--- DATA RECORDS ---

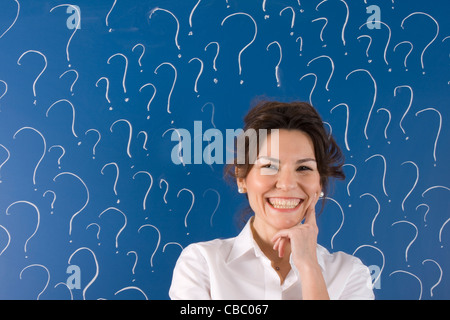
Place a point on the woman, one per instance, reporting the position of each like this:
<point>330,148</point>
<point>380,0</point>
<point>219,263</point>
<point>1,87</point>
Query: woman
<point>276,255</point>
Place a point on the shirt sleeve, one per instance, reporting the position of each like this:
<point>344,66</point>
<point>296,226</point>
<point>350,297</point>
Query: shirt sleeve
<point>190,279</point>
<point>359,283</point>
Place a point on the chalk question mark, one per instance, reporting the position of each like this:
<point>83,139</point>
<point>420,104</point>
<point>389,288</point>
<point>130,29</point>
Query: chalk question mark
<point>17,16</point>
<point>37,224</point>
<point>78,13</point>
<point>248,44</point>
<point>40,74</point>
<point>124,72</point>
<point>192,204</point>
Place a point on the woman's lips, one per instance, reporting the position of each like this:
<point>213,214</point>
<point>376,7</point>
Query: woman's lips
<point>283,203</point>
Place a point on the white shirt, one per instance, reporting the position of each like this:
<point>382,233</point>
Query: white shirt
<point>237,269</point>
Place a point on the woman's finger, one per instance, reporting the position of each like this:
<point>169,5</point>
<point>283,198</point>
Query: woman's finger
<point>310,215</point>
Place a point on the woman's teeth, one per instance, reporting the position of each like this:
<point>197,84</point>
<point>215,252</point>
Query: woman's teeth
<point>278,203</point>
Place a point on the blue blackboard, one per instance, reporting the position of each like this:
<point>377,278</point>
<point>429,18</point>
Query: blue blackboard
<point>94,94</point>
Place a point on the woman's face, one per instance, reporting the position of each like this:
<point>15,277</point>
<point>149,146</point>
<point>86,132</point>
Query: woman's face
<point>280,184</point>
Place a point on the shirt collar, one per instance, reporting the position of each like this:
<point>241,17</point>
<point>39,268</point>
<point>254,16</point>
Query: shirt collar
<point>245,243</point>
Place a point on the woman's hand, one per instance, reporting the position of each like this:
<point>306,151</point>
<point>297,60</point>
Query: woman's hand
<point>303,240</point>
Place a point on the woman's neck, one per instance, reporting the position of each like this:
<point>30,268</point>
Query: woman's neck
<point>263,237</point>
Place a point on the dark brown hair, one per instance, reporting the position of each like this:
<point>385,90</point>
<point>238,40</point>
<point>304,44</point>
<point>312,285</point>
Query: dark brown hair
<point>294,116</point>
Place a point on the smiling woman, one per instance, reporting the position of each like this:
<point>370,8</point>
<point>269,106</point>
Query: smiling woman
<point>276,255</point>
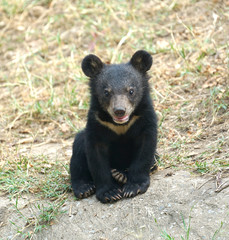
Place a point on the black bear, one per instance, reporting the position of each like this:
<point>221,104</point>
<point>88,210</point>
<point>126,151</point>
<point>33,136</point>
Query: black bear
<point>113,155</point>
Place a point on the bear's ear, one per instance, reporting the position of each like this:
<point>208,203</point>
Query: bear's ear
<point>91,65</point>
<point>142,61</point>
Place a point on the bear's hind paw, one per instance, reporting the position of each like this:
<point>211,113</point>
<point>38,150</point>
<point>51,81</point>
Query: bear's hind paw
<point>84,190</point>
<point>109,196</point>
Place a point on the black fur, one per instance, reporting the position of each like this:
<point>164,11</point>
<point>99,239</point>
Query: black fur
<point>101,146</point>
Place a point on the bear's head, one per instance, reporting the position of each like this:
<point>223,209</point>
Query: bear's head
<point>119,88</point>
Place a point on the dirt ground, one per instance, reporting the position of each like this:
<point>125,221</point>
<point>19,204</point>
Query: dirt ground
<point>44,99</point>
<point>172,198</point>
<point>177,204</point>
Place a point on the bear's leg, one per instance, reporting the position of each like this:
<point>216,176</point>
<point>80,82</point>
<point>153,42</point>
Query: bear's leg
<point>81,179</point>
<point>119,176</point>
<point>138,179</point>
<point>107,189</point>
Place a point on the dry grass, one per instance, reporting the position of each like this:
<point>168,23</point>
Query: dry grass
<point>44,95</point>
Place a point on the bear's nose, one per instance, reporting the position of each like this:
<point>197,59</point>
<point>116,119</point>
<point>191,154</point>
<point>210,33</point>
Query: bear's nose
<point>119,112</point>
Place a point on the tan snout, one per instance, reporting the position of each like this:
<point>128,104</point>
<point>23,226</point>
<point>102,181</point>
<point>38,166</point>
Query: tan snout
<point>120,108</point>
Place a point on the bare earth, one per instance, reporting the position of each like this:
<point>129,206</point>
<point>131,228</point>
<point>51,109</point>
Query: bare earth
<point>172,198</point>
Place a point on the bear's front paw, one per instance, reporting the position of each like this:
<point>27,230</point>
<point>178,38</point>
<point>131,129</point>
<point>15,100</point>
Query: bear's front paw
<point>109,195</point>
<point>83,190</point>
<point>133,189</point>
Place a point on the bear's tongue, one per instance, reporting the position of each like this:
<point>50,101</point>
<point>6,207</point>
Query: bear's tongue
<point>121,119</point>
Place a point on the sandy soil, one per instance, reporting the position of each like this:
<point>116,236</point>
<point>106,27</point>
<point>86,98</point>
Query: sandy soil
<point>172,198</point>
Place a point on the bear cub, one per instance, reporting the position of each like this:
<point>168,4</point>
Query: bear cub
<point>113,155</point>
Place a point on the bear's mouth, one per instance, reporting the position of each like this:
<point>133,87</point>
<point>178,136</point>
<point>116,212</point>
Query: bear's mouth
<point>121,120</point>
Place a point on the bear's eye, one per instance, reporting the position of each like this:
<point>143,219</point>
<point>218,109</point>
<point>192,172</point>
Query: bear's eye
<point>131,91</point>
<point>106,93</point>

---

Rewrite the part of the material that runs from the line containing "Place a point on the bear cub, one" through the end of the material, replacing "bear's eye" with "bear's nose" and leaving everything else unchanged. Give only those lines.

Place a point on the bear cub, one per instance, reporting the position of each like this:
<point>168,4</point>
Query: bear cub
<point>113,155</point>
Place a point on the bear's mouth, one per instance, reporting the position of each like this:
<point>133,87</point>
<point>178,136</point>
<point>116,212</point>
Query: bear's mouth
<point>121,120</point>
Place a point on the bear's nose, one per instance, reporting the position of each like this:
<point>143,219</point>
<point>218,109</point>
<point>192,172</point>
Query: bear's nose
<point>131,91</point>
<point>106,93</point>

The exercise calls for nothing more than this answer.